__Tasks to carry out__.
A: In the text on herbal extracts for rheumatoid arthritis, what share of the world's population does the disease affect?
B: Extend the text on turmeric and ginger for rheumatoid arthritis, picking up right after its final sentence.

(Passage for review begins)

Evaluation of Anti-Arthritis Activity of Herbal Plant Extracts in Rheumatoid Arthritis

Rheumatoid arthritis (RA) is a chronic, systemic autoimmune disorder characterized by persistent synovial inflammation, progressive cartilage destruction, and bone erosion, ultimately leading to joint deformity and disability. Affecting approximately 0.5–1% of the global population, RA imposes a significant burden on patients’ quality of life and healthcare systems (1, 2). The disease pathogenesis involves a complex interplay of genetic predisposition, environmental triggers, and immune dysregulation, resulting in the overproduction of pro-inflammatory cytokines such as tumor necrosis factor-alpha (TNF-α), interleukin-1 beta (IL-1β), and interleukin-6 (IL-6) (3, 4). These mediators perpetuate chronic inflammation and tissue damage, making RA a challenging condition to manage. Current therapeutic strategies, including non-steroidal anti-inflammatory drugs (NSAIDs), corticosteroids, and disease-modifying anti-rheumatic drugs (DMARDs), provide symptomatic relief and slow disease progression but are often associated with adverse effects such as gastrointestinal toxicity, immunosuppression, and increased cardiovascular risk (4, 5). Biologic agents targeting specific cytokines have improved outcomes but remain costly and inaccessible for many patients, highlighting the need for safer, affordable, and effective alternatives. Turmeric (Curcuma longa) and ginger (Zingiber officinale) are two medicinal plants widely used in traditional medicine systems such as Ayurveda and Traditional Chinese Medicine for their anti-inflammatory and analgesic properties. Turmeric contains curcuminoids, particularly curcumin, which exhibit potent antioxidant and anti-inflammatory activity by inhibiting nuclear factor-kappa B (NF-κB) signaling, suppressing cyclooxygenase-2 (COX-2) expression, and reducing the release of pro-inflammatory cytokines (7-10). Ginger, on the other hand, is rich in bioactive compounds such as gingerols and shogaols, which modulate inflammatory pathways by inhibiting prostaglandin and leukotriene synthesis, reducing cytokine production, and attenuating pain perception. Both plants have been individually studied for their therapeutic potential in arthritis, but their combined effect has not been extensively explored. Given their complementary mechanisms of action, a formulation containing turmeric and ginger extracts may provide synergistic anti-inflammatory benefits (11-14).

(Passage for review ends)
(Source data begins)

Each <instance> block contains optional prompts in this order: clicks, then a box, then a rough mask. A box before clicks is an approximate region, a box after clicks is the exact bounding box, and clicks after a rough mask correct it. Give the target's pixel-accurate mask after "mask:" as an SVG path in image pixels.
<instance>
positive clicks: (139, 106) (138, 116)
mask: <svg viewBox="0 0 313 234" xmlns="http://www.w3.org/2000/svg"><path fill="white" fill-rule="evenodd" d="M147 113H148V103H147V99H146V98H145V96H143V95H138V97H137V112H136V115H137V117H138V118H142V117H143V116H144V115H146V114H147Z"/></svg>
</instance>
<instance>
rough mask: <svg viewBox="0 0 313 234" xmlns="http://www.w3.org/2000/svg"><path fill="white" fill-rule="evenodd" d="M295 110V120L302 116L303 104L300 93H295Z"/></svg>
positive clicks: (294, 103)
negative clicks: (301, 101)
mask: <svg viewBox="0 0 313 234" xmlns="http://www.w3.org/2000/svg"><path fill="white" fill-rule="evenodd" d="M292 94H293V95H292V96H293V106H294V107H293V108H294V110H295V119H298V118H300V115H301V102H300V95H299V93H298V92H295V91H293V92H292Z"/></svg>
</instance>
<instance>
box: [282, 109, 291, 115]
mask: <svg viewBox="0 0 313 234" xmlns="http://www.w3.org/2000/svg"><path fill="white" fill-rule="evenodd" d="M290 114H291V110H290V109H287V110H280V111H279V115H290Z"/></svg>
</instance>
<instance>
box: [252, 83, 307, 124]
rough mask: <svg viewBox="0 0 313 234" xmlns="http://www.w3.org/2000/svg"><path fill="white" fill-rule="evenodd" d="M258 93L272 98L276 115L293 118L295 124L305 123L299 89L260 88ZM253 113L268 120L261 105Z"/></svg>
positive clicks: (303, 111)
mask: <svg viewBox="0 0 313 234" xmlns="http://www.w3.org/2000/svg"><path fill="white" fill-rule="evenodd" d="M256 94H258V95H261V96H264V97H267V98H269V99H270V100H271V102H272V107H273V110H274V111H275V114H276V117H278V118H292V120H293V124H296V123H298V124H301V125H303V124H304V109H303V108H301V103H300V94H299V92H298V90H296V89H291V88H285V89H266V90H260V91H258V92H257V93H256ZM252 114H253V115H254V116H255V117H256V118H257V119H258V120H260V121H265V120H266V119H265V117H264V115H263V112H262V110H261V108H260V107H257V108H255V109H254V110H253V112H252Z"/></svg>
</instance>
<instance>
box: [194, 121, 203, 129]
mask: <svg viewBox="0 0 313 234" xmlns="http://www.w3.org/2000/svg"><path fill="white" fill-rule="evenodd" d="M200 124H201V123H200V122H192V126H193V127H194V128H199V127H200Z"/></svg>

(Source data ends)

__Your responses__.
A: About 0.5–1% of the global population.

B:
The present study aims to evaluate the anti-inflammatory activity of turmeric and ginger extracts in rheumatoid arthritis using experimental models. By investigating their efficacy in reducing inflammation and modulating immune responses, this research seeks to establish scientific evidence supporting the use of these botanicals as natural alternatives or adjuncts to conventional RA therapies. The findings may contribute to the development of plant-based interventions that are safe, cost-effective, and accessible, offering new hope for patients suffering from this debilitating disease.

2. MATERIALS AND METHODS

2.1 Extraction and Phytochemical Estimation

2.1.1 Extraction of the Plant Materials

To extract plant extract, air-dry (Rhizomes of Ginger and Tubers of Turmeric) them in a shaded area for three weeks, grind them into a coarse powder, macerate them in an methanolic solution for seven days (MEOC), shake the mixture occasionally, filter the mixture using Whatman filter paper No. 1, repeat the extraction with fresh solvent, evaporate the combined liquid in an oven at 40°C to concentrate the extract, and dry the extract before storing it in vials at 20°C for later use.

2.1.2 Qualitative and Quantitative Estimation of Phytochemical of Extract (15, 16)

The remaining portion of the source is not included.